Start SELECTED EXCERPT

Trying to get sober alone is essentially an impossible task, or at least that is what I believe. There are people out there who have managed to put down drugs and alcohol without a fellowship of any kind, by simply mustering up all the grit they had and just quitting, but for most people, this is not likely to happen. One of the biggest struggles of addiction is the intense isolation and lack of connection to the human race. The introduction of a support network is critical to sobriety especially early recovery. We need to experience the hope that people who are already sober can bring to us, and we need the guide posts of experience that other’s have in order to know that we are headed the right way. Most of all we need others in order to have a healthy recovery because without meaningful relationships life is just empty. A huge factor as well as fellowship in early sobriety was the addition of a geographical change to Florida from Virginia. This brought me into a supportive environment and taught me critical skills in building my tribe. We need other people in order to recover.
That is really the point to this—yes, maybe you could get sober on your own, but why would you want to? You’d be missing out on so many amazing experiences that having a tribe in recovery can bring. You’d miss out on the fun that you can have with friends in recovery. The late nights of being ridiculous and sober and you’d miss out on sharing the struggles and triumphs of recovery with others. You’d miss out on having people who know all of you, inside and out, and you’d miss out on the experience of them still loving you, even though they know all of your secrets.
Having people who truly know me, and who still accept me despite my messiness, is one of the cornerstones of my recovery. It has been an integral part of my recovery and I’m not sure where I would be without my tribe. You see I had never really experienced authentic human experiences before.
Before I got sober, I felt like a black sheep always on the outside. My family was there for me and so were my children, but they didn’t really understand me. They didn’t understand why I drank the way I did, or why I felt the way I did, and so I mostly just felt like an outsider all of the time and I believed that there was something fundamentally wrong with me.

End SELECTED EXCERPT

WORK TO DO:
(1) Repeat the stretch of the records from the line containing "Identify white chalk" through the end of the records, word for word, with the pictures left out.
(2) Write the next part of the piece on finding a supportive tribe in sobriety, picking up after its last sentence.

Start DATA IN THIS EXERCISE

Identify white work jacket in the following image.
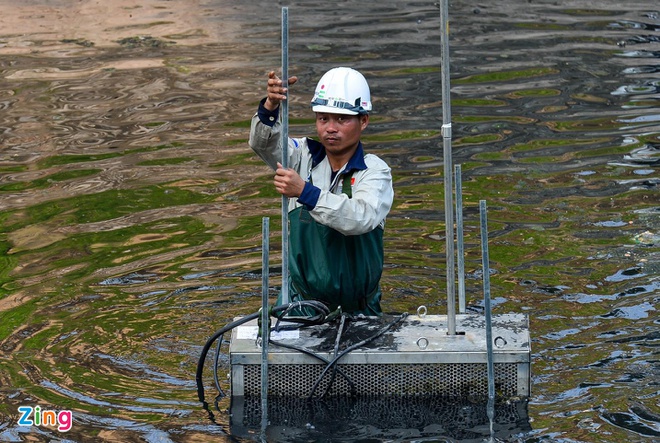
[249,107,394,235]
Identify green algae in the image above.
[453,68,559,85]
[0,169,102,192]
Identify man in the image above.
[249,67,394,316]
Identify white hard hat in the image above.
[312,67,371,115]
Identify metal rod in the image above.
[261,217,270,431]
[440,0,456,335]
[454,165,465,314]
[479,200,495,433]
[280,7,289,304]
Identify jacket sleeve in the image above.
[248,101,282,170]
[310,155,394,235]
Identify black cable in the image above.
[195,300,337,407]
[269,340,357,395]
[307,312,408,400]
[196,312,260,404]
[321,314,346,398]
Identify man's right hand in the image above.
[264,71,298,111]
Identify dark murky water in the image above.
[0,0,660,443]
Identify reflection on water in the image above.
[0,0,660,442]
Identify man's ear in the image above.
[360,114,369,131]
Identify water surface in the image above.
[0,0,660,443]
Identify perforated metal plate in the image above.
[230,314,530,398]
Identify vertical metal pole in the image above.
[440,0,456,335]
[280,7,290,305]
[261,217,270,432]
[479,200,495,435]
[454,165,465,314]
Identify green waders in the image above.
[278,174,383,316]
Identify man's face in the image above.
[316,112,369,155]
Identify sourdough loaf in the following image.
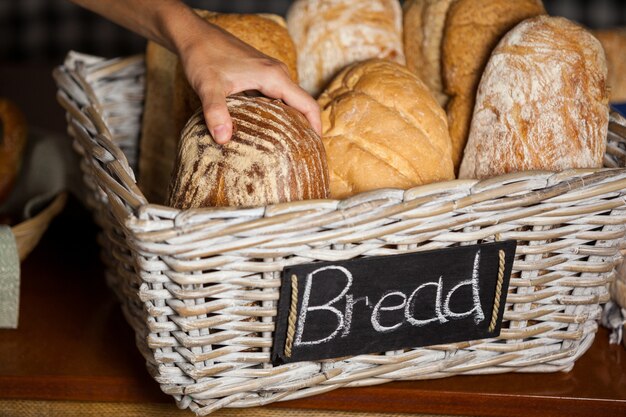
[0,98,26,203]
[287,0,404,96]
[594,28,626,103]
[139,10,297,203]
[460,16,609,178]
[168,96,328,209]
[443,0,545,169]
[318,59,454,198]
[403,0,456,106]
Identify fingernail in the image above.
[213,125,228,143]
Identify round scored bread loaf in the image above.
[287,0,404,97]
[173,10,298,140]
[459,16,609,178]
[442,0,545,169]
[168,96,328,209]
[0,98,26,203]
[318,59,454,198]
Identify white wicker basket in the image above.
[55,54,626,415]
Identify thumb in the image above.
[202,93,233,145]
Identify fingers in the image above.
[259,67,322,136]
[200,89,233,145]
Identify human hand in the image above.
[169,8,321,144]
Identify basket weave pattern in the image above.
[55,56,626,415]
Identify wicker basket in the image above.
[55,54,626,415]
[11,193,67,261]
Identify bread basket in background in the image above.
[55,53,626,415]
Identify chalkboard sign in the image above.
[272,241,516,364]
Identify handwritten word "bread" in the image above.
[294,250,485,346]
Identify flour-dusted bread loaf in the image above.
[318,59,454,198]
[0,98,27,203]
[403,0,456,106]
[139,10,297,203]
[594,28,626,103]
[168,96,328,209]
[287,0,404,97]
[443,0,545,169]
[460,16,609,178]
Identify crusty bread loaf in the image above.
[443,0,545,169]
[287,0,404,97]
[139,10,297,203]
[460,16,609,178]
[173,13,298,140]
[594,28,626,103]
[403,0,456,106]
[0,98,27,203]
[168,96,328,209]
[318,59,454,198]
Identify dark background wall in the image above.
[0,0,626,63]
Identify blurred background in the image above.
[0,0,626,131]
[0,0,626,63]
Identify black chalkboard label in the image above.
[272,241,516,364]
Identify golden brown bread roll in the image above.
[403,0,456,106]
[0,98,26,203]
[287,0,404,97]
[139,10,297,203]
[318,59,454,198]
[168,96,328,209]
[459,16,609,178]
[443,0,545,170]
[594,28,626,103]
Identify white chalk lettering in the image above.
[404,277,448,327]
[294,265,352,346]
[443,250,485,324]
[341,294,370,337]
[371,291,406,333]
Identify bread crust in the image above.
[172,13,298,151]
[318,59,454,198]
[287,0,405,97]
[593,28,626,103]
[138,10,297,204]
[443,0,545,169]
[459,16,608,178]
[403,0,456,106]
[168,96,328,209]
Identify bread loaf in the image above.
[173,13,298,136]
[168,96,328,209]
[138,41,178,204]
[403,0,456,106]
[139,10,297,203]
[443,0,545,169]
[594,28,626,103]
[287,0,404,97]
[318,59,454,198]
[0,98,27,203]
[460,16,609,178]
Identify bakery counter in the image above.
[0,198,626,417]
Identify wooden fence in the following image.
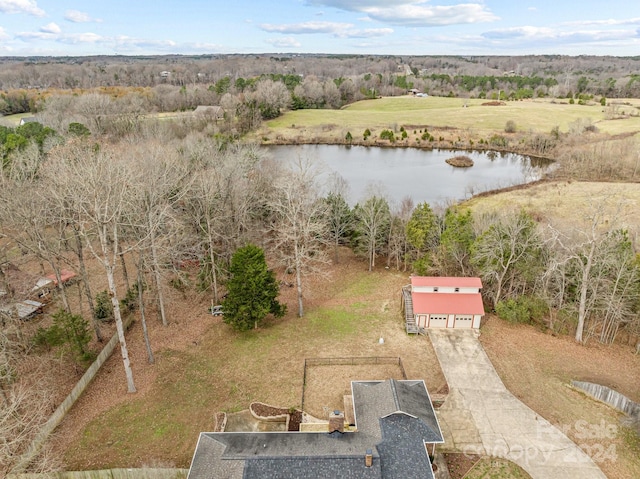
[9,315,133,477]
[571,381,640,421]
[7,467,189,479]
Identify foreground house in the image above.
[402,276,484,333]
[188,379,443,479]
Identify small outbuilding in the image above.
[402,276,484,333]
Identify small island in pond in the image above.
[445,156,473,168]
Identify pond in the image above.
[265,145,552,205]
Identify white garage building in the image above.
[403,276,484,333]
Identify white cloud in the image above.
[260,22,353,35]
[260,22,393,38]
[562,17,640,27]
[265,37,302,48]
[309,0,499,27]
[365,3,498,27]
[482,26,640,49]
[0,0,45,17]
[64,10,102,23]
[40,22,62,33]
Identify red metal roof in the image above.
[45,269,76,285]
[411,292,484,315]
[411,276,482,288]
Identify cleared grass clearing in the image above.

End DATA IN THIS EXERCISE

RESULTS IN ORDER:
(1)
Identify white chalk lettering in the image above.
[404,277,448,327]
[294,265,352,346]
[443,250,485,324]
[341,294,370,337]
[371,291,406,333]
Identify bread crust in the image above.
[172,13,298,151]
[318,59,454,198]
[287,0,405,97]
[593,28,626,103]
[138,10,297,204]
[443,0,545,169]
[459,16,608,178]
[403,0,456,106]
[168,96,328,209]
Identify bread loaf in the image above.
[173,13,298,136]
[168,96,328,209]
[138,41,178,204]
[403,0,456,106]
[139,10,297,203]
[443,0,545,169]
[594,28,626,103]
[287,0,404,97]
[318,59,454,198]
[0,98,27,203]
[460,16,609,178]
Identify bakery counter in the image above.
[0,198,626,417]
Identify wooden fence in the following image.
[9,315,133,477]
[571,381,640,421]
[7,467,189,479]
Identify foreground house in the image above.
[402,276,484,333]
[188,379,443,479]
Identify small outbuilding in the image above.
[402,276,484,333]
Identify small island in pond in the image above.
[445,156,473,168]
Identify pond in the image above.
[265,145,552,205]
Identify white garage building in the image above.
[403,276,484,333]
Identify white cloud in the image above.
[260,22,353,35]
[260,22,393,38]
[562,17,640,27]
[265,37,302,48]
[309,0,499,27]
[365,3,498,27]
[482,26,640,49]
[0,0,45,17]
[64,10,102,23]
[40,22,62,33]
Identify red metal roof in the image above.
[45,269,76,285]
[411,292,484,315]
[411,276,482,288]
Identify cleared grass clearing in the image above.

(2)
It wasn’t entirely their fault though because before I got sober I couldn’t really be honest with people. I could let them somewhat into my reality, but only a few steps in the dark recesses of my mind. I was afraid that if I truly exposed myself to others that I would be rejected outright and so I hide my true self away for years and years. But it was more than just hiding when I really examine this the reality is that I had no idea who I was and so I presented the person I thought I needed to for each situation. Changing as needed in order to fit in. This was exhausting to say the least.
Once I got sober I came to understand that I could only recover as myself. I couldn’t recover as the actor playing Rose, and I couldn’t recover as the person I thought you wanted me to be, but only by being honest would I be able to overcome the malady with which I suffered.
Becoming myself and allowing others to see the real me allowed me to create meaningful relationships, the likes of which I have never had before in my life, and this is because they were based on honesty and not deception.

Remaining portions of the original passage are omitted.